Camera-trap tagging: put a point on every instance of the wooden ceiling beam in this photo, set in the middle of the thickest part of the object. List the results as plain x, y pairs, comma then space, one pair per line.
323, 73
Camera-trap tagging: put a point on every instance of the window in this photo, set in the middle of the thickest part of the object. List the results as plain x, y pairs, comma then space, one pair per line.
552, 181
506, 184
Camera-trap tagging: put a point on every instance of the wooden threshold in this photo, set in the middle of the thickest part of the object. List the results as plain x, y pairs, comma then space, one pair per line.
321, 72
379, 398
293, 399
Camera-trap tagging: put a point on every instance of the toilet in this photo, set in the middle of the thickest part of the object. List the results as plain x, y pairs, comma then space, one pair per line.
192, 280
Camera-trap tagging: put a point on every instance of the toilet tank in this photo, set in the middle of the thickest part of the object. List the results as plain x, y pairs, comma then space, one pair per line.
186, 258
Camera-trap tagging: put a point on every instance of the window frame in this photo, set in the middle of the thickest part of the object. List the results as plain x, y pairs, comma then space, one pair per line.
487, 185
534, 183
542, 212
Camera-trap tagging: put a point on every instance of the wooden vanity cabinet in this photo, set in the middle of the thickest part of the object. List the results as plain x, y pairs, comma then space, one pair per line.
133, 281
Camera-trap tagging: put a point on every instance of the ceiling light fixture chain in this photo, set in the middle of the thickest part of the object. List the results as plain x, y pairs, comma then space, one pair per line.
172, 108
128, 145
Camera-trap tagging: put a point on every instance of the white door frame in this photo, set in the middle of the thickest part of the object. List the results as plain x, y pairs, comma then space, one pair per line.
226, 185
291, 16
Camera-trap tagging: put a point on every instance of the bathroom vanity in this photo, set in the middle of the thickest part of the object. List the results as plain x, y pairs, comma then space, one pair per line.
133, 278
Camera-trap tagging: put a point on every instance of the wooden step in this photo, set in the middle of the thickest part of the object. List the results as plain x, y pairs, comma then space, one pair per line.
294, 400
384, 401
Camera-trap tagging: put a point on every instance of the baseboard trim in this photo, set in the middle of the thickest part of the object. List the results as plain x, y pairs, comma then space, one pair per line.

═══

**TASK:** Update the entries above by changing every "Camera-trap tagging" to "Photo annotation" and leaving everything else as it is.

**THE RESULT:**
Photo annotation: put a point on every instance of the wooden ceiling beam in this photo, set in the middle of the thickest part of the object. List the results as plain x, y pairs, comma then space, one pair per line.
323, 73
Photo annotation: put a point on every instance of the window in this photo, set in the middle of the thickest part of the object. List the results as plain x, y pairs, comma then space, one pair per line.
552, 181
506, 184
Photo annotation: put a point on every instance of the wooden threshold in this photo, set in the middle of the thickest part of the object. List the results as plain x, y pairs, comma then space, one pair per line.
321, 72
379, 398
293, 399
Photo annotation: put a point on every instance of the toilet in this photo, set in the middle of the thickest part of the object. List the results as plain x, y pairs, comma then space, one pair per line.
192, 280
Photo annotation: put a point on every instance of the toilet tank in this photo, set in the middle of the thickest part of the object. List the results as plain x, y pairs, comma then space, one pair per line.
186, 258
Photo annotation: put a point on every instance of the window frame in this photo, set in the middle of the thickest part of the object. List the results as plain x, y pairs, comma then space, one pair per line.
487, 185
534, 183
542, 212
Photo annotation: put a point on every instance of the wooden vanity cabinet in this photo, set in the middle of the thickest part of the object. List the results as plain x, y pairs, comma then space, one pair per line.
133, 281
Photo annotation: put a point on every instance of the ceiling light fixture chain in this photo, set in the middle of the thickest part of the object. List the results as plain x, y pairs, comma then space, one pair per line.
172, 108
128, 145
Photo annotation: put a point on every instance of the white door frame in this photo, set in the middle of the thickest part of the object. List the results as plain x, y pairs, comma then space, one pair per line.
226, 185
291, 16
Photo annotation: put a point on every instance of the bathroom vanity in this photo, set in the middle of the thickest part of the object. List the results as plain x, y pairs, comma then space, one pair per line.
133, 278
Photo annotation: put a point on every instance of the wooden step in this photo, set in the middle of the thickest part of the object. List the results as plain x, y pairs, comma then space, one pair per line.
294, 400
384, 401
Photo annotation: put a point on every instance of the baseboard trim in this photo, set in the middle of the thickest part of the object. List the results as plain x, y pairs, comma then space, one pair per line.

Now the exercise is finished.